> **演習課題**:
**1.** 顧みられない熱帯病に関する文章によると、WHOが人類の制圧すべき疾病として分類しているNTDsは、いくつの疾患ですか。
**2.** 顧みられない熱帯病に関する文章から、冒頭の表題を除く小見出しをすべて抜き出してください。
**3.** 顧みられない熱帯病に関する文章を、最後の文の後から書き継いでください。

╭─ 出典文

顧みられない熱帯病とその重要性
2024年6月、京都で開催される第123回日本皮膚科学会総会において、特定非営利活動法人クローバーヘルス・インターナショナルが「顧みられない熱帯病(NTDs)」に関する活動を発表します。NTDsは、世界中で約16億人が感染リスクに直面している深刻な疾患群です。
NTDsとは何か?
NTDsとは、WHOが人類が制圧すべき疾病として分類している21の疾患です。これらは主に熱帯および亜熱帯地域で発生し、貧困や衛生環境の悪化が引き金となっています。実際、多くは予防や治療が可能ですが、適切な医療が届かないために重度の障害や生活の質(QOL)の低下を招いています。
NTDsが顧みられない理由
NTDsが注目されにくい理由の一つは、これらの疾患が直接的な死因に至ることが少ないためです。先進国では見られないことから、重大な疾患とは捉えられず、国際機関や医薬業界の関心を引きにくいのです。しかし、症状の重篤さや患者に与える精神的苦痛を考慮すると、無視できない病気です。
患者と地域社会への影響
NTDsの多くは皮膚に影響を与え、そのため患者は周囲からの差別や偏見にさらされます。この影響は病気自体に加え、精神的な問題を引き起こし、患者の社会生活を一層難しくしています。また、感染した地域の経済にも暗い影を落としており、労働力が低下することで貧困が拡大する負のスパイラルが生じています。
クローバーヘルス・インターナショナルの活動
クローバーヘルス・インターナショナルは、開発途上国における医療の提供を目指し、テクノロジーとエビデンスに基づく医療の実現に努めています。理事の四津里英は、NTDsの現状として「未発見な疾患や伝統医療に頼ることが問題の一因」と指摘し、早期発見と治療の重要性を訴えています。また、グローバル化や温暖化が進む現代において、先進国も決してNTDsに無縁ではないと警鐘を鳴らしています。

╰─
╭─ 記録情報

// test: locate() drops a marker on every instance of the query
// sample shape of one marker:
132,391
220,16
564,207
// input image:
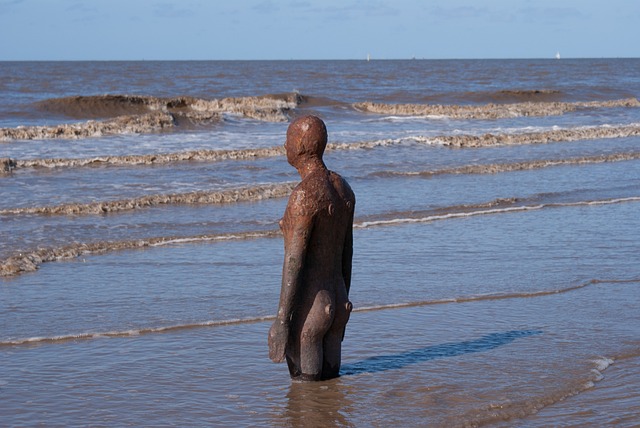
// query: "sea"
496,269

╰─

> **記述解答**:
**1.** 21の疾患です。

**2.**
・NTDsとは何か?
・NTDsが顧みられない理由
・患者と地域社会への影響
・クローバーヘルス・インターナショナルの活動

**3.**
日本における現状
日本でも2014年から2017年の間に数量は340件と、少なくないNTDsの例が報告されています。四津理事は、日本の医療関係者に向けて、NTDsについてさらに詳しい情報を理解する重要性を訴えかけています。これにより、今後の対策や予防に繋げることが求められます。
第123回日本皮膚科学会総会の情報
- - 会期: 2024年6月6日(木)〜6月9日(日)
- - テーマ: 皮膚のふしぎ
- - 会場: 国立京都国際会館(京都市左京区)
- - 詳細: 日本皮膚科学会総会の公式サイト
医療関係者以外にも、クローバーヘルス・インターナショナルのウェブサイトにて、後日展示ポスターを公開予定です。NTDsに関心がある方は、ぜひチェックしてみてください。
クローバーヘルス・インターナショナルのまとめ
この組織は、医療の供給が行き渡っていない地域における支援や研究を通じて、NTDs撲滅に向けた取り組みを続けています。大切なのは「できない」と思うのではなく、なぜできないのかを理解し、実現に向けた方法を見つけることです。